ENTRIES:
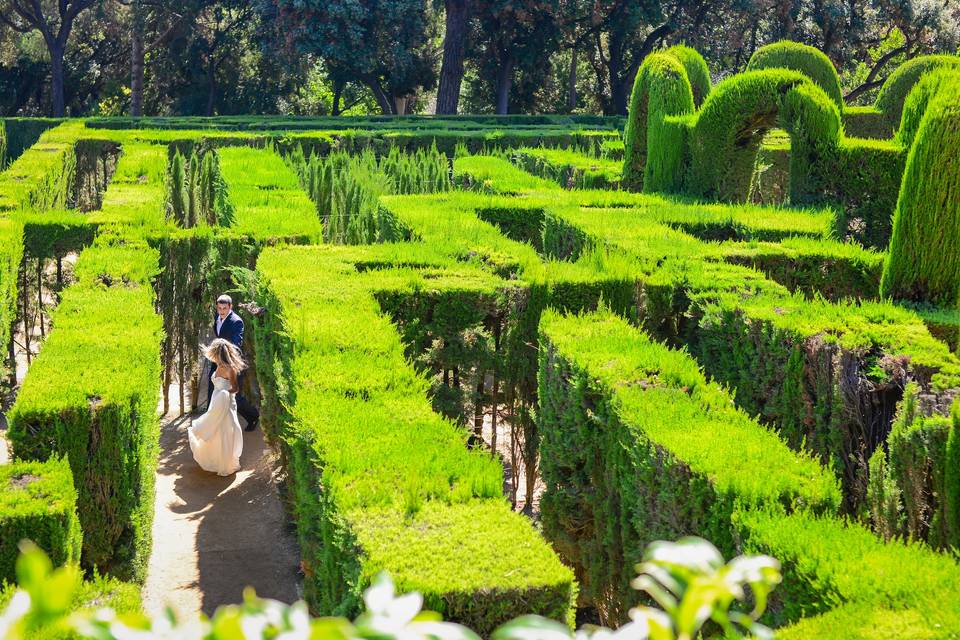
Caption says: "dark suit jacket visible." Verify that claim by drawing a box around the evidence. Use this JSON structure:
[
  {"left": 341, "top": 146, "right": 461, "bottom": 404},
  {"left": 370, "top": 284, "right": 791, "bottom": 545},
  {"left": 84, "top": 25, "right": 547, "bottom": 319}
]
[{"left": 213, "top": 311, "right": 243, "bottom": 351}]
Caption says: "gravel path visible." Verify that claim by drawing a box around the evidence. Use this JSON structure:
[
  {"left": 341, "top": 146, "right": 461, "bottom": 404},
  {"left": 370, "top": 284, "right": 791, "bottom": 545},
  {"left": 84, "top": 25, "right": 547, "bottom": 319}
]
[{"left": 143, "top": 393, "right": 300, "bottom": 616}]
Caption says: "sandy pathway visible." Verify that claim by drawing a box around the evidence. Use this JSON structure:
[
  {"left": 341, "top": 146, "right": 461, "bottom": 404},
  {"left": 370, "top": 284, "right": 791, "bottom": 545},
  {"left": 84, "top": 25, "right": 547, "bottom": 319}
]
[{"left": 143, "top": 396, "right": 300, "bottom": 616}]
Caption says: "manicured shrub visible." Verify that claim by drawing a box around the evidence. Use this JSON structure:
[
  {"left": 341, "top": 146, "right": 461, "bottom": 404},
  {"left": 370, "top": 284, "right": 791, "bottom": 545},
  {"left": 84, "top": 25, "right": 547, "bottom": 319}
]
[
  {"left": 842, "top": 105, "right": 897, "bottom": 140},
  {"left": 0, "top": 118, "right": 63, "bottom": 169},
  {"left": 722, "top": 237, "right": 885, "bottom": 301},
  {"left": 747, "top": 40, "right": 844, "bottom": 111},
  {"left": 538, "top": 312, "right": 840, "bottom": 622},
  {"left": 0, "top": 219, "right": 23, "bottom": 376},
  {"left": 9, "top": 246, "right": 161, "bottom": 580},
  {"left": 0, "top": 576, "right": 142, "bottom": 640},
  {"left": 511, "top": 148, "right": 623, "bottom": 189},
  {"left": 622, "top": 53, "right": 694, "bottom": 191},
  {"left": 874, "top": 55, "right": 960, "bottom": 129},
  {"left": 664, "top": 44, "right": 713, "bottom": 108},
  {"left": 736, "top": 511, "right": 960, "bottom": 638},
  {"left": 0, "top": 121, "right": 84, "bottom": 211},
  {"left": 869, "top": 384, "right": 960, "bottom": 549},
  {"left": 0, "top": 459, "right": 81, "bottom": 584},
  {"left": 217, "top": 147, "right": 322, "bottom": 242},
  {"left": 544, "top": 198, "right": 960, "bottom": 511},
  {"left": 256, "top": 245, "right": 575, "bottom": 632},
  {"left": 685, "top": 69, "right": 840, "bottom": 202},
  {"left": 453, "top": 156, "right": 557, "bottom": 195},
  {"left": 880, "top": 75, "right": 960, "bottom": 308}
]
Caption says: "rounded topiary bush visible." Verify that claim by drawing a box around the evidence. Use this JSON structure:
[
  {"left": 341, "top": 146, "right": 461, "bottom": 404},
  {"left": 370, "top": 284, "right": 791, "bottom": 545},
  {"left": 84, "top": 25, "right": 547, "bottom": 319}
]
[
  {"left": 880, "top": 75, "right": 960, "bottom": 309},
  {"left": 747, "top": 40, "right": 843, "bottom": 111},
  {"left": 874, "top": 55, "right": 960, "bottom": 127},
  {"left": 621, "top": 53, "right": 694, "bottom": 191},
  {"left": 664, "top": 44, "right": 713, "bottom": 107}
]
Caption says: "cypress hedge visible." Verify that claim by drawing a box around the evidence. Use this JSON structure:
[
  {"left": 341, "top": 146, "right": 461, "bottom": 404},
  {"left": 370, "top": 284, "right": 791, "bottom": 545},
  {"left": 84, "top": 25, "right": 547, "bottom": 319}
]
[
  {"left": 544, "top": 198, "right": 960, "bottom": 510},
  {"left": 880, "top": 74, "right": 960, "bottom": 308},
  {"left": 622, "top": 53, "right": 694, "bottom": 191},
  {"left": 511, "top": 147, "right": 623, "bottom": 189},
  {"left": 0, "top": 459, "right": 81, "bottom": 584},
  {"left": 874, "top": 55, "right": 960, "bottom": 129},
  {"left": 736, "top": 510, "right": 960, "bottom": 639},
  {"left": 538, "top": 312, "right": 840, "bottom": 623},
  {"left": 9, "top": 245, "right": 162, "bottom": 580},
  {"left": 664, "top": 44, "right": 713, "bottom": 108},
  {"left": 256, "top": 245, "right": 575, "bottom": 633},
  {"left": 746, "top": 40, "right": 844, "bottom": 111}
]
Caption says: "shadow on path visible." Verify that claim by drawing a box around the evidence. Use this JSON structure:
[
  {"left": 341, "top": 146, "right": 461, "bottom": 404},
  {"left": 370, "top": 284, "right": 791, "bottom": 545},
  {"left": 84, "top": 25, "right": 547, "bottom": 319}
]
[{"left": 144, "top": 396, "right": 300, "bottom": 616}]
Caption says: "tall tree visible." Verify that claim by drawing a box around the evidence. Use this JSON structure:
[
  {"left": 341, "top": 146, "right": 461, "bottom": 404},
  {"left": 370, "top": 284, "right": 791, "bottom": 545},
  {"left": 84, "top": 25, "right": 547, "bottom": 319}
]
[
  {"left": 266, "top": 0, "right": 437, "bottom": 114},
  {"left": 436, "top": 0, "right": 472, "bottom": 115},
  {"left": 0, "top": 0, "right": 98, "bottom": 117},
  {"left": 471, "top": 0, "right": 561, "bottom": 114}
]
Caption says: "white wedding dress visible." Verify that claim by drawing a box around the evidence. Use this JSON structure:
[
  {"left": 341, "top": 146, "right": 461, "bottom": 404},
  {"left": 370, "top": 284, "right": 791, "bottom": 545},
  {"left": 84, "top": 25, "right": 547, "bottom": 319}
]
[{"left": 187, "top": 374, "right": 243, "bottom": 476}]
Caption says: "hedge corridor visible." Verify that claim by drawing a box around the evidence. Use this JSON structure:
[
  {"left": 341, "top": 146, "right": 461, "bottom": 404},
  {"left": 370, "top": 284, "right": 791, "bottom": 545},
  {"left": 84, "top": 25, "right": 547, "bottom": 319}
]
[{"left": 0, "top": 42, "right": 960, "bottom": 638}]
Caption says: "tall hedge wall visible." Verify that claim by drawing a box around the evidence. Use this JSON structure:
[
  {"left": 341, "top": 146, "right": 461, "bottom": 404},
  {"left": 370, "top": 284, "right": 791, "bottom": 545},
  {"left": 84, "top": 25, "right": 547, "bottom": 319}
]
[
  {"left": 256, "top": 245, "right": 576, "bottom": 633},
  {"left": 880, "top": 73, "right": 960, "bottom": 308},
  {"left": 0, "top": 459, "right": 81, "bottom": 585},
  {"left": 9, "top": 246, "right": 161, "bottom": 580},
  {"left": 538, "top": 312, "right": 840, "bottom": 622},
  {"left": 622, "top": 53, "right": 694, "bottom": 191}
]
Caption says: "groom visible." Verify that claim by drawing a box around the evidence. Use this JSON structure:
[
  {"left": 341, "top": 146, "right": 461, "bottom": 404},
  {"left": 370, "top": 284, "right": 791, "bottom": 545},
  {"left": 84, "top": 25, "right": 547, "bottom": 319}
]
[{"left": 207, "top": 294, "right": 260, "bottom": 431}]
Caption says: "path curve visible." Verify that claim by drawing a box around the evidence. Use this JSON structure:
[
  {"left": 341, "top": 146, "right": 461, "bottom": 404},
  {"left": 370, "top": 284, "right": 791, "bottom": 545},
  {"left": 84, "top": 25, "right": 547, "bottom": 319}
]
[{"left": 143, "top": 400, "right": 301, "bottom": 617}]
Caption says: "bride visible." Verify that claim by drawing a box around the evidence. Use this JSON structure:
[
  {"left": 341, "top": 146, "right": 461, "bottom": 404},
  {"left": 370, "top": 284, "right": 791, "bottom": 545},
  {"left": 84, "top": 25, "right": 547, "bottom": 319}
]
[{"left": 187, "top": 338, "right": 246, "bottom": 476}]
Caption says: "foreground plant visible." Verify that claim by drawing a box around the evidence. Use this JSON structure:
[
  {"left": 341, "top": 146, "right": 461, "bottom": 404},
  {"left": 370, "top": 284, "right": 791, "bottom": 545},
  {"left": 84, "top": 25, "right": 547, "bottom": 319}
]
[{"left": 0, "top": 537, "right": 781, "bottom": 640}]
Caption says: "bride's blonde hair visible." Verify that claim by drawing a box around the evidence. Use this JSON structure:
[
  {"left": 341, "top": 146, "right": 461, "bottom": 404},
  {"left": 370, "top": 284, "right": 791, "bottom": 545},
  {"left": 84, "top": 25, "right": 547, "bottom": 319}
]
[{"left": 203, "top": 338, "right": 247, "bottom": 374}]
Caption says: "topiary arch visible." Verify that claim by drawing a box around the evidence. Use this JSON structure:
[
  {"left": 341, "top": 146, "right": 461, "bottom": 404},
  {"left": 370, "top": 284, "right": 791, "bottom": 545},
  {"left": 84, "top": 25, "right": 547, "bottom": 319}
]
[
  {"left": 746, "top": 40, "right": 844, "bottom": 111},
  {"left": 685, "top": 69, "right": 840, "bottom": 202},
  {"left": 621, "top": 53, "right": 694, "bottom": 191},
  {"left": 664, "top": 44, "right": 713, "bottom": 109}
]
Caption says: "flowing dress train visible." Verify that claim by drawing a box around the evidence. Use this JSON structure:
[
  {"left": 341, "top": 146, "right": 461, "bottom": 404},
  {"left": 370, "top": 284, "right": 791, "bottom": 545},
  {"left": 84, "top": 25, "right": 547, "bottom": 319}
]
[{"left": 187, "top": 374, "right": 243, "bottom": 476}]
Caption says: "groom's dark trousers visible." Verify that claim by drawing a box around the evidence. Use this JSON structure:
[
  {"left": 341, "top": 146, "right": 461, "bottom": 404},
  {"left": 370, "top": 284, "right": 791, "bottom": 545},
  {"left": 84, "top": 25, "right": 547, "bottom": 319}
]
[{"left": 207, "top": 311, "right": 260, "bottom": 426}]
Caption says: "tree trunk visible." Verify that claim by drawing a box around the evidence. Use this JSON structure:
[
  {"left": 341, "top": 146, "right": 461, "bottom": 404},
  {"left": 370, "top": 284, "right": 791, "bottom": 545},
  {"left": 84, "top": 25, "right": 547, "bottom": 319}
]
[
  {"left": 497, "top": 56, "right": 513, "bottom": 115},
  {"left": 330, "top": 82, "right": 343, "bottom": 116},
  {"left": 130, "top": 0, "right": 144, "bottom": 118},
  {"left": 366, "top": 78, "right": 394, "bottom": 116},
  {"left": 567, "top": 45, "right": 577, "bottom": 113},
  {"left": 48, "top": 44, "right": 66, "bottom": 118},
  {"left": 436, "top": 0, "right": 470, "bottom": 115}
]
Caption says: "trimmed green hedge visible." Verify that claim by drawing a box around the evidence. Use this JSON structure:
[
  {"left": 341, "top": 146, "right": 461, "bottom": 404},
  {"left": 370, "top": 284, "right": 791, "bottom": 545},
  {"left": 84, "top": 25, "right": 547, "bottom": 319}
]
[
  {"left": 746, "top": 40, "right": 844, "bottom": 111},
  {"left": 217, "top": 147, "right": 321, "bottom": 242},
  {"left": 622, "top": 53, "right": 695, "bottom": 191},
  {"left": 874, "top": 55, "right": 960, "bottom": 129},
  {"left": 0, "top": 121, "right": 84, "bottom": 211},
  {"left": 0, "top": 219, "right": 24, "bottom": 376},
  {"left": 0, "top": 576, "right": 143, "bottom": 640},
  {"left": 880, "top": 72, "right": 960, "bottom": 308},
  {"left": 255, "top": 244, "right": 576, "bottom": 633},
  {"left": 0, "top": 118, "right": 63, "bottom": 170},
  {"left": 0, "top": 459, "right": 81, "bottom": 584},
  {"left": 538, "top": 312, "right": 840, "bottom": 622},
  {"left": 736, "top": 511, "right": 960, "bottom": 638},
  {"left": 544, "top": 198, "right": 960, "bottom": 510},
  {"left": 9, "top": 245, "right": 162, "bottom": 580},
  {"left": 511, "top": 147, "right": 623, "bottom": 189},
  {"left": 453, "top": 155, "right": 557, "bottom": 195},
  {"left": 776, "top": 602, "right": 948, "bottom": 640}
]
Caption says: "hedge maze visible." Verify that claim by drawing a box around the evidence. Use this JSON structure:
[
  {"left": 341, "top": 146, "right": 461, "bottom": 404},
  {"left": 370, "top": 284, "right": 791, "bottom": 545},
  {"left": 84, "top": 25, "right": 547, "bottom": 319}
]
[{"left": 0, "top": 43, "right": 960, "bottom": 638}]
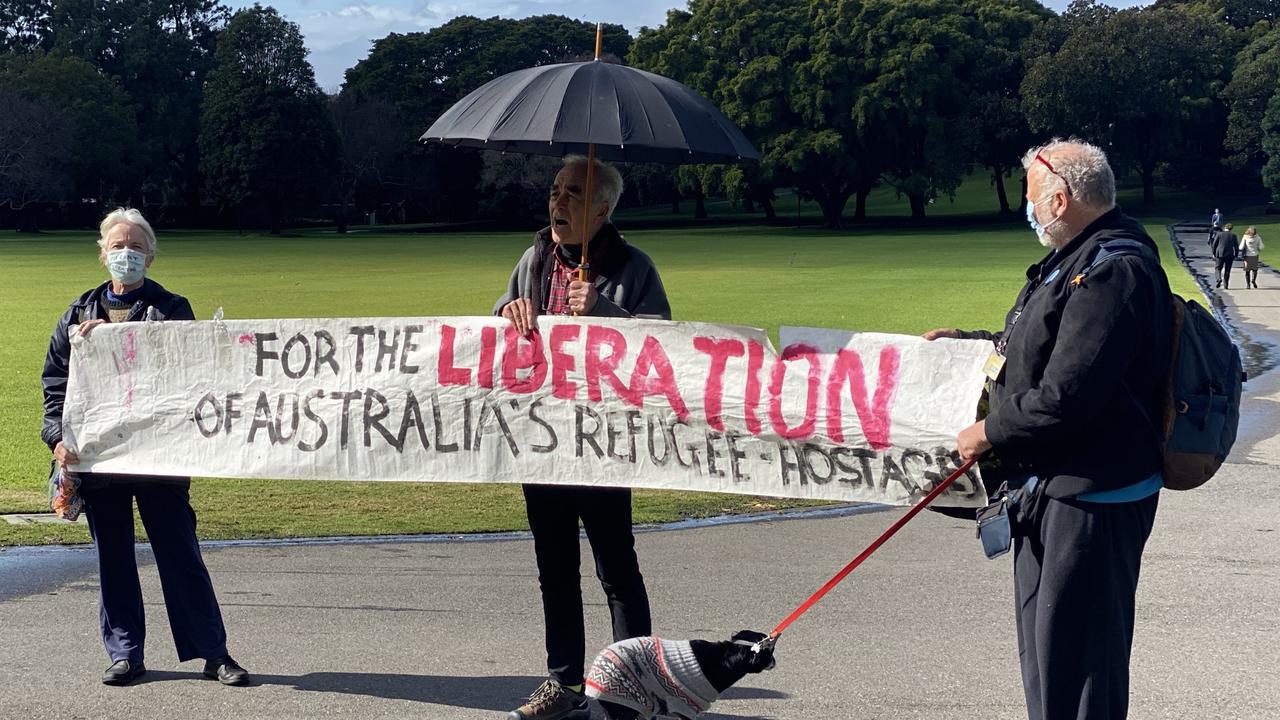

YOUR OBJECTIVE: Gather every line in the rows above that contains the word "hedge", and copy each one in full.

FINISHED EXERCISE:
Caption says: "cypress hedge visible." Verify that claim by drawing a box around the evidence. Use this JSON structure:
Caption says: "hedge corridor visible." Verify that claim by drawing a box around the evidence. Use this JSON structure:
Caption says: "tall hedge wall visible." Verify that claim by drawing a box around the evidence. Use this JSON structure:
Caption says: "trimmed green hedge visible." Verify that claim by drawing a box around the evidence. Use this JSON structure:
Caption says: "hedge maze visible." Verify that claim by drawing a box around the evidence. Use this JSON structure:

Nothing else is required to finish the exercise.